>> START Information given
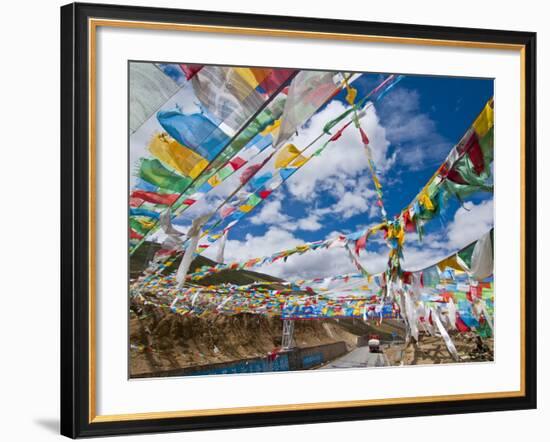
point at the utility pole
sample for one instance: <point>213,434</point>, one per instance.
<point>288,335</point>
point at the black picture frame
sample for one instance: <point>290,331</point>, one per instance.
<point>76,417</point>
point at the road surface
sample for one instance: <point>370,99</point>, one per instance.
<point>360,357</point>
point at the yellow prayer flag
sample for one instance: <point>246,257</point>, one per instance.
<point>253,76</point>
<point>176,156</point>
<point>287,155</point>
<point>450,262</point>
<point>352,93</point>
<point>425,201</point>
<point>271,128</point>
<point>485,121</point>
<point>214,180</point>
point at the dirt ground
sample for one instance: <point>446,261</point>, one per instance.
<point>164,341</point>
<point>161,340</point>
<point>432,350</point>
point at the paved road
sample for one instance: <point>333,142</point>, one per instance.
<point>360,357</point>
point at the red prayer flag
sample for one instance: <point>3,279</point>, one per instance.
<point>264,193</point>
<point>460,324</point>
<point>156,198</point>
<point>135,235</point>
<point>237,163</point>
<point>364,137</point>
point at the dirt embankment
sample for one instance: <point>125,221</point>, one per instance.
<point>164,341</point>
<point>432,350</point>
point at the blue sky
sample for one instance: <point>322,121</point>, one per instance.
<point>422,117</point>
<point>412,129</point>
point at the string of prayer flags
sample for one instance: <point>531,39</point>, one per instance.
<point>194,131</point>
<point>149,89</point>
<point>178,157</point>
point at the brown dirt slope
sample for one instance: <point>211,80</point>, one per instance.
<point>432,350</point>
<point>165,341</point>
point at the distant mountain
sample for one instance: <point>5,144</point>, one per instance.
<point>144,254</point>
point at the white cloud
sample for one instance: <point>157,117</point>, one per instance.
<point>418,143</point>
<point>343,159</point>
<point>310,223</point>
<point>271,213</point>
<point>470,223</point>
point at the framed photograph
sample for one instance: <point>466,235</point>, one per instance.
<point>275,220</point>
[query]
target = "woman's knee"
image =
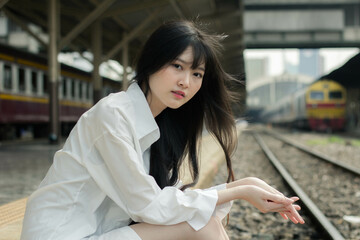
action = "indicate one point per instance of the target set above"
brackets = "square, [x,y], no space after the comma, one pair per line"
[214,230]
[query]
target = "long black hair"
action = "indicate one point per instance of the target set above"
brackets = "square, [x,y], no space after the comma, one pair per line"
[181,129]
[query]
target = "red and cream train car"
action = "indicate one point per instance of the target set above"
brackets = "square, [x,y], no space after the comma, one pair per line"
[24,99]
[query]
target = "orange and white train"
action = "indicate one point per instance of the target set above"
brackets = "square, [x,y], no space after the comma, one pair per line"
[320,106]
[24,99]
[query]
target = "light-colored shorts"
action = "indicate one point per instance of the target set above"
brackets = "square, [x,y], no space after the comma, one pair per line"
[117,234]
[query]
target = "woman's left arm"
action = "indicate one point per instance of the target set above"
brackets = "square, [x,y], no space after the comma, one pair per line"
[262,196]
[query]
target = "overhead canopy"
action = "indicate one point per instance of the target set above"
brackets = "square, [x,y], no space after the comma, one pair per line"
[347,75]
[131,21]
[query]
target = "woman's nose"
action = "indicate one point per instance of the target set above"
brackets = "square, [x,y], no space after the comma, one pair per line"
[185,80]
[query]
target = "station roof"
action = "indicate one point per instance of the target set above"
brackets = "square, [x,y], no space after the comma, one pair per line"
[347,75]
[133,20]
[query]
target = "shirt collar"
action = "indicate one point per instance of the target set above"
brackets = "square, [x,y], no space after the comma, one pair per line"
[146,128]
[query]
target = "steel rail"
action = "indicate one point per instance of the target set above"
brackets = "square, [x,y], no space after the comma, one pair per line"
[315,153]
[327,226]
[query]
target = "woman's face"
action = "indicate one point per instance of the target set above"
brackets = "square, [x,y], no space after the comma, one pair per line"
[175,83]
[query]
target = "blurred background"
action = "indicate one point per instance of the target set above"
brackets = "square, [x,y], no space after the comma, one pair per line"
[58,58]
[298,61]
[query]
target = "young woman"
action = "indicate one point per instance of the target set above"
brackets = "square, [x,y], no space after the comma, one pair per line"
[120,164]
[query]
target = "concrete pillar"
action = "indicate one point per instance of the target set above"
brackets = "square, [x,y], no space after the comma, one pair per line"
[96,42]
[53,72]
[125,64]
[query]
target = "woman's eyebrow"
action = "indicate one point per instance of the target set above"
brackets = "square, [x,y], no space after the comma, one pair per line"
[189,63]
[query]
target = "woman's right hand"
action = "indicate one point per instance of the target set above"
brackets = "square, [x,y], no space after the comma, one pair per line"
[273,201]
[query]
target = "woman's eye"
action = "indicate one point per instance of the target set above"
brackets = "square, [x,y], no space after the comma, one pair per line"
[199,75]
[178,66]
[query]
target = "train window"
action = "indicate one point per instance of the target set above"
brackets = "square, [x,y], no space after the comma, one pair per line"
[316,95]
[72,90]
[45,84]
[80,90]
[87,91]
[21,78]
[64,88]
[7,77]
[335,95]
[34,83]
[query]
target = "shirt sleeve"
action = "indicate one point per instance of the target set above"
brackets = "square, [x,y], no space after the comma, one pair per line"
[221,210]
[121,175]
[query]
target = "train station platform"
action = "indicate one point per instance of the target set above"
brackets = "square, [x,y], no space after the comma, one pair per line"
[23,166]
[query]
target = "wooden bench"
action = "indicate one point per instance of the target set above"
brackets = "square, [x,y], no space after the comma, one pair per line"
[12,214]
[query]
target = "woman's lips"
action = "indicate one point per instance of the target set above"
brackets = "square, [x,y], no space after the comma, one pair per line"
[179,94]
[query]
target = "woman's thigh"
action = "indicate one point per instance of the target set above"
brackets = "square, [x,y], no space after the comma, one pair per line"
[214,230]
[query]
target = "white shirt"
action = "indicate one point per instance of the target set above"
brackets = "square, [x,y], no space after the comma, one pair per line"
[99,181]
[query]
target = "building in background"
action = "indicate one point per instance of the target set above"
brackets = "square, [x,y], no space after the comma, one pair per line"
[311,63]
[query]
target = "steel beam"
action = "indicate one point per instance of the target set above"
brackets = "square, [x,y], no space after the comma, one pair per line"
[132,34]
[96,40]
[86,22]
[3,2]
[122,10]
[23,25]
[125,63]
[53,72]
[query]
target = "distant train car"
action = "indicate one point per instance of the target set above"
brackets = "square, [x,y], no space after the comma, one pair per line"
[320,106]
[24,99]
[325,105]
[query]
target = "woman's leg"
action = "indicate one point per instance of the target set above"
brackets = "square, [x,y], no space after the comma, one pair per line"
[214,230]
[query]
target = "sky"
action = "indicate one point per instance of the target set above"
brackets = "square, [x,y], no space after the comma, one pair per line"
[333,57]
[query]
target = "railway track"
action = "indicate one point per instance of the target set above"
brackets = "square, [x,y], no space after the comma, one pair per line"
[330,186]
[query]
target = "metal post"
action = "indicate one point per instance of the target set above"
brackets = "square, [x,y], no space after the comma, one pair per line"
[96,48]
[53,72]
[125,63]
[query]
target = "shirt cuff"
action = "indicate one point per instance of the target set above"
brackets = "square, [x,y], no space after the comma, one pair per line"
[222,210]
[205,211]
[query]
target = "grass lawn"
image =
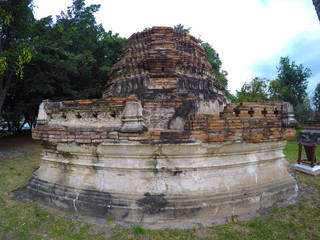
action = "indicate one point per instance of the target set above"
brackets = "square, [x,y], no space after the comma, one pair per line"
[20,155]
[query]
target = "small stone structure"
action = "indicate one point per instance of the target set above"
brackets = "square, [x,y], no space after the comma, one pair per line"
[310,131]
[163,148]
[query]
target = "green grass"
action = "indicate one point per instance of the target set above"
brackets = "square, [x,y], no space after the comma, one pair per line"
[27,221]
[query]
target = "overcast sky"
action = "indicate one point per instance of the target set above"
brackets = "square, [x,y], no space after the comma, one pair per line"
[249,35]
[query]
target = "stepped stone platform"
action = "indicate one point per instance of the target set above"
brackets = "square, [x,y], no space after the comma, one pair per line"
[164,147]
[310,131]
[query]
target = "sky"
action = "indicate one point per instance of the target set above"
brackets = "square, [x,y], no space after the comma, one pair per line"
[249,35]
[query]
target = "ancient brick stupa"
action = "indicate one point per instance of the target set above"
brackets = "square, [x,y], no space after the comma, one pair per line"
[163,148]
>> END Information given
→ What is required
List every line in the data above that includes the string "steel".

→ Output of the exercise
target = "steel rail"
target = "steel beam"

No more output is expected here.